— start of SELECTED EXCERPT —

JOHN AND FRANTISKA (OPOCENSKY) HAVLICEK
[pg 262 PHOTO Frantiska and John Havlicek]
John Havlicek became a U. S. citizen in Knox County, Nebraska on May
29, 1877. He was married to Frantiska Opocensky and they obtained
their homestead containing 160 acres on August 4, 1880, when
Rutherford B. Hayes was President of the United States. The land was
1 ½ miles north of Verdigre. They added a timber claim containing 80
acres on August 20, 1885. Grover Cleveland was the President.
John and Frantiska had nine children. Charles, Minnie, Annie, and
Frank all lived to adulthood and married. The other five died as
children. One boy died at the age of 4 from a snakebite; a
six-month-old son caught cold and died of the croup. Another boy,
Edward, 5 as well as a girl, Albia, 3, died of diphtheria, and
another daughter, 2, drowned in the creek near their home. They are
all buried, some in unmarked graves, in the Hillcrest Cemetery
northeast of Verdigre. The cemetery was sold by the Havliceks to the
ZCBJ Lodge.

— end of SELECTED EXCERPT —

* OBJECTIVE 1 *
Add 90 to every number in the point coordinates of the answers, and write out again the records starting at the line that contains "dark boulder, imagine" and ending at the line that contains "[(177, 172), (73, 244)]", with all requests in that span kept.
The records below have no connection to the family history above.

— start of INPUT DATA —

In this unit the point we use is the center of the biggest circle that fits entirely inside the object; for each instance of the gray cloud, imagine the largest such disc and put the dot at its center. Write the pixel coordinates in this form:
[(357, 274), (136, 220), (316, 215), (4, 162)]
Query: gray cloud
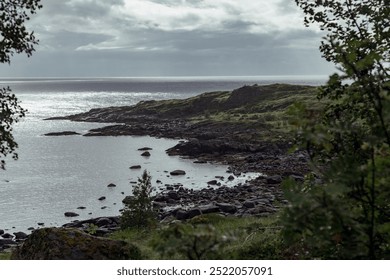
[(171, 37)]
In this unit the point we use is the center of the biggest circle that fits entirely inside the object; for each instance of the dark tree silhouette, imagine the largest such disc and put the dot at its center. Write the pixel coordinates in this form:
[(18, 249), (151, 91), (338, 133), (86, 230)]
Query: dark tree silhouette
[(14, 39)]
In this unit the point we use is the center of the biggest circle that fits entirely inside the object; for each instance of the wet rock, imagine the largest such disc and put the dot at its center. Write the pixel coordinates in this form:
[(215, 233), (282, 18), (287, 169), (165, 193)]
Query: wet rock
[(7, 236), (63, 133), (187, 214), (181, 214), (227, 208), (4, 242), (135, 167), (145, 149), (20, 235), (145, 154), (73, 244), (71, 214), (249, 204), (207, 209), (212, 182), (103, 222), (178, 172), (173, 195), (276, 179)]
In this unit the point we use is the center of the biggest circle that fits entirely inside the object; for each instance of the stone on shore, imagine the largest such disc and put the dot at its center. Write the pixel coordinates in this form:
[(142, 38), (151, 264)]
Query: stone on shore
[(73, 244), (135, 167), (145, 154), (145, 149), (20, 235), (178, 173), (62, 133)]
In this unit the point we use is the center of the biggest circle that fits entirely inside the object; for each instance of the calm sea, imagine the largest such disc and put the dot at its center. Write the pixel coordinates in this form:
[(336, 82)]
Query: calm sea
[(58, 174)]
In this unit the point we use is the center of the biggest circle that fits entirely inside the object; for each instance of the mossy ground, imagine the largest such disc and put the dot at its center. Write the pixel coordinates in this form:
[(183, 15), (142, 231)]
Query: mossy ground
[(253, 237)]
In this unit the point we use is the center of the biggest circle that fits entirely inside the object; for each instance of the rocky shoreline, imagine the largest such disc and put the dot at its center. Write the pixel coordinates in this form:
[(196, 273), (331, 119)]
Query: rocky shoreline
[(237, 144)]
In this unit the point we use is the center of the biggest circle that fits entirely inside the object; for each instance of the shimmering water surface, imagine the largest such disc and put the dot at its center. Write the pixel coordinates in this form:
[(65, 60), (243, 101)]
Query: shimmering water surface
[(58, 174)]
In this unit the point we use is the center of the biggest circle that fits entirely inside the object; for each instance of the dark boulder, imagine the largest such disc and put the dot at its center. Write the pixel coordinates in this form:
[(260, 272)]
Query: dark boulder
[(7, 242), (187, 214), (145, 149), (178, 172), (63, 133), (173, 195), (145, 154), (207, 209), (71, 214), (212, 182), (7, 236), (20, 235), (104, 222), (227, 208), (135, 167), (249, 204), (276, 179), (73, 244)]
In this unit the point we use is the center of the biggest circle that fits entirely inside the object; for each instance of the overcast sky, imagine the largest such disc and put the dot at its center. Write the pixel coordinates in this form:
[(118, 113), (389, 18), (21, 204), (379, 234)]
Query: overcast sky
[(170, 38)]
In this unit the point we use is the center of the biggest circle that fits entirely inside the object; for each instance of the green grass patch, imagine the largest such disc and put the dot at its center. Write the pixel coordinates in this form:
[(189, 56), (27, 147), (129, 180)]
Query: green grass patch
[(210, 237)]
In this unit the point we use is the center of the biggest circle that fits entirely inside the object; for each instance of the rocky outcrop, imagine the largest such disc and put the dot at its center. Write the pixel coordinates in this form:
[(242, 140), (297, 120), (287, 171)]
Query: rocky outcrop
[(177, 172), (73, 244)]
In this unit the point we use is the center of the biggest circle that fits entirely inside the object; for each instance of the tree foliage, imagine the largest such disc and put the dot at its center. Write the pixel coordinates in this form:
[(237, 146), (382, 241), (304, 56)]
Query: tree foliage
[(342, 210), (14, 38)]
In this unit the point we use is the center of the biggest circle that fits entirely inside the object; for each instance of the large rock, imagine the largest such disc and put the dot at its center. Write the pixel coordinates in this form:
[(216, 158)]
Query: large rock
[(70, 214), (20, 235), (73, 244), (135, 167), (227, 208), (178, 172)]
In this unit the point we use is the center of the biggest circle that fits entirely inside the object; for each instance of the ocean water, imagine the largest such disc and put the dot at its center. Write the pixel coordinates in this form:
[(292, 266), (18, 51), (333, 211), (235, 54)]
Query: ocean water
[(58, 174)]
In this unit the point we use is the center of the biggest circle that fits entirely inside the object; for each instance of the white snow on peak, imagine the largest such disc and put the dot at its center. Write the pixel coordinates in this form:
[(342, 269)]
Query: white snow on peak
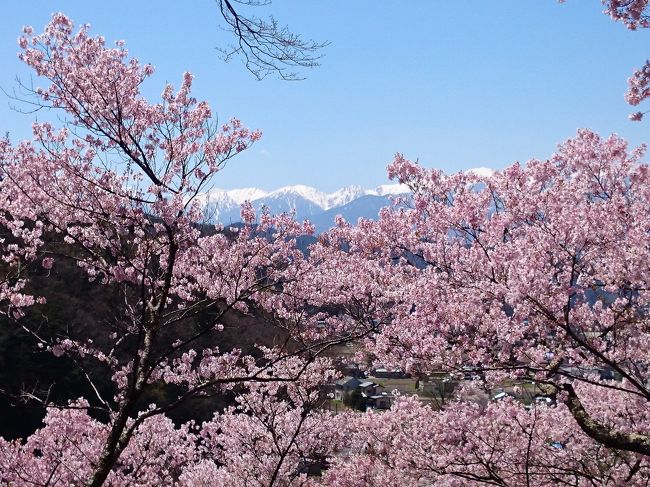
[(344, 195), (246, 194), (310, 194)]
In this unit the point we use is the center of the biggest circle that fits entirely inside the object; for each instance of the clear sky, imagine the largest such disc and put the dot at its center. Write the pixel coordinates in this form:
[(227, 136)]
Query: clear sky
[(456, 84)]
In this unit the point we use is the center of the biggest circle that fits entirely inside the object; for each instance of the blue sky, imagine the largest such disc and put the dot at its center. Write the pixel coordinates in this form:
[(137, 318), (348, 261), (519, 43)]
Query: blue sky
[(454, 84)]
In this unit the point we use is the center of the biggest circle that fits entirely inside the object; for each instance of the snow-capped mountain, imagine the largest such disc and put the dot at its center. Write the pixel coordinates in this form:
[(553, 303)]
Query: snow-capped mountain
[(351, 202)]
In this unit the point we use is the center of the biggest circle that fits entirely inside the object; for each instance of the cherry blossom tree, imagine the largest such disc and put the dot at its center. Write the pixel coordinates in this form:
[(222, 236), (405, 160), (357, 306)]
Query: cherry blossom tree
[(536, 276)]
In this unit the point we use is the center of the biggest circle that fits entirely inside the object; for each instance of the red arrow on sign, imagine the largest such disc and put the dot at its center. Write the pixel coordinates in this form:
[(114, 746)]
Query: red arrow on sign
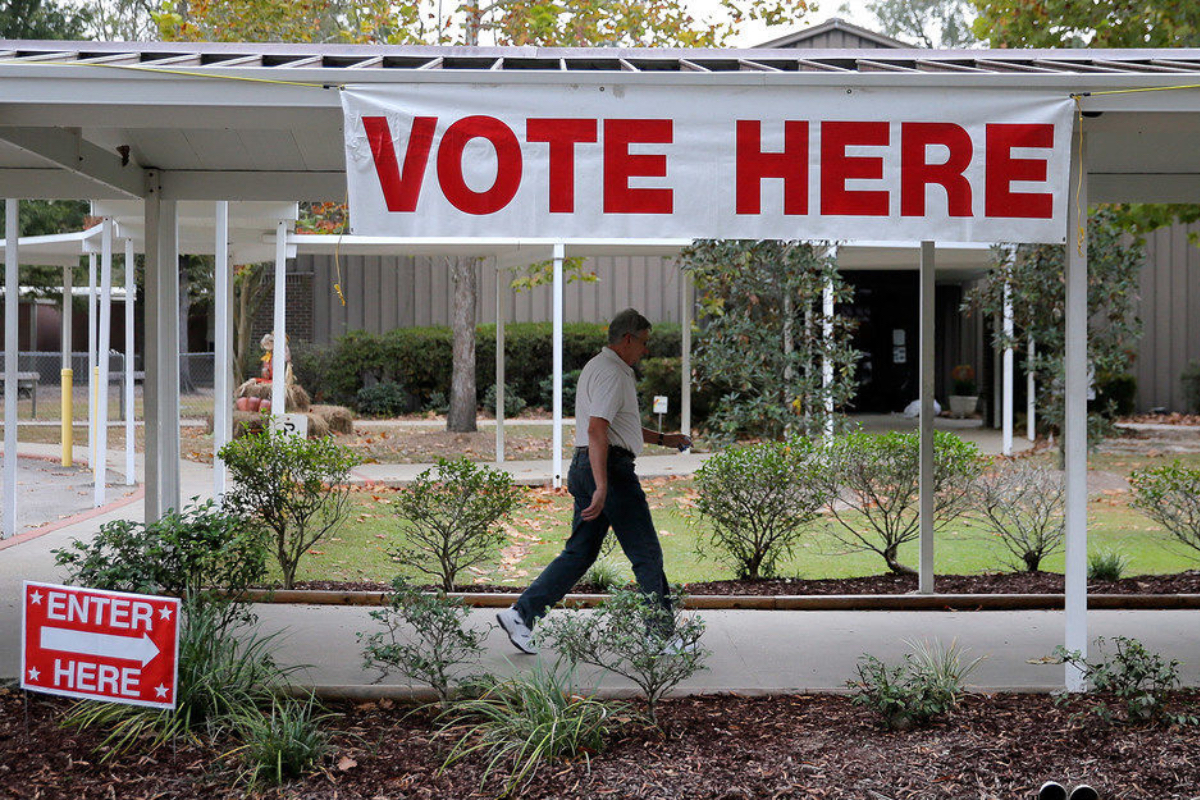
[(96, 644)]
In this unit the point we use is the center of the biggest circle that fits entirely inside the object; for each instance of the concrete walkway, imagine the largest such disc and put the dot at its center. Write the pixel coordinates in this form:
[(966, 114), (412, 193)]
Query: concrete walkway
[(751, 650)]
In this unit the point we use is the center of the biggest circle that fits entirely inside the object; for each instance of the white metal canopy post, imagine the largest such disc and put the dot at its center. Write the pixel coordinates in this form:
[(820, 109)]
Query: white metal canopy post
[(91, 361), (100, 468), (279, 362), (222, 389), (1008, 370), (161, 401), (11, 286), (556, 458), (499, 367), (130, 410), (685, 308), (1075, 415), (927, 417)]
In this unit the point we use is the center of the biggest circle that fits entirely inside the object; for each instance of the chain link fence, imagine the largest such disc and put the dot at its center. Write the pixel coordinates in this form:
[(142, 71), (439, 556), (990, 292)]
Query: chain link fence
[(40, 378)]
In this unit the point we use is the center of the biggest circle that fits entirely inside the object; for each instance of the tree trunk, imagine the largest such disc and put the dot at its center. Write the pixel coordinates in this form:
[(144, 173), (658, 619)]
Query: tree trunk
[(461, 417)]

— end of INPUT DATA —

* OBJECTIVE 2 *
Say whether each statement agrees with the Havlicek family history, answering yes or no and quoting the words of the text that decide it: (a) the homestead contained 160 acres; (b) the timber claim was added while Rutherford B. Hayes was President; (c) all nine children lived to adulthood.

* WRITTEN SOLUTION 1 *
In this unit the point we use is the center of the biggest circle that fits entirely inside the object; for each instance of the dark boulder, imagine the largest such disc and put the dot at its center. Write the pixel coordinates in this form:
[(260, 272)]
Query: dark boulder
[(97, 332), (277, 304), (235, 239), (268, 262), (153, 223), (263, 285), (235, 244), (297, 299), (161, 304), (302, 272), (97, 326), (110, 325), (194, 312), (317, 298), (225, 257), (339, 294), (366, 269), (163, 334)]
In this unit the point we use is the center of the biggest circle that fits entirely inside the object; for each instance of the overcast sky, imagine the largest such disc and put the dot at its center. Write the pixel coordinates in this form:
[(118, 113), (389, 18), (21, 204), (379, 234)]
Query: overcast sky
[(260, 128)]
In this unit the point we use is the center of the biggest circle that fits entirely inside the object; for each instance of the green grass patch, imagine the largest such disc and put the dot at its center. Write the pixel coordinates in this form:
[(189, 56), (27, 147), (129, 180)]
Query: green grass patch
[(300, 327)]
In this unit the point we use is the center of the biggest circle that fits entirely inside the object; for each instance of the rocky outcrop, imagine the largest such disc and put the dot at its center. Write the pixel coordinates in this form:
[(242, 140), (297, 120), (287, 171)]
Query: rocky outcrop
[(267, 262), (163, 334)]

* WRITTEN SOLUTION 2 *
(a) Yes: "their homestead containing 160 acres"
(b) No: "Grover Cleveland was the President."
(c) No: "The other five died as children."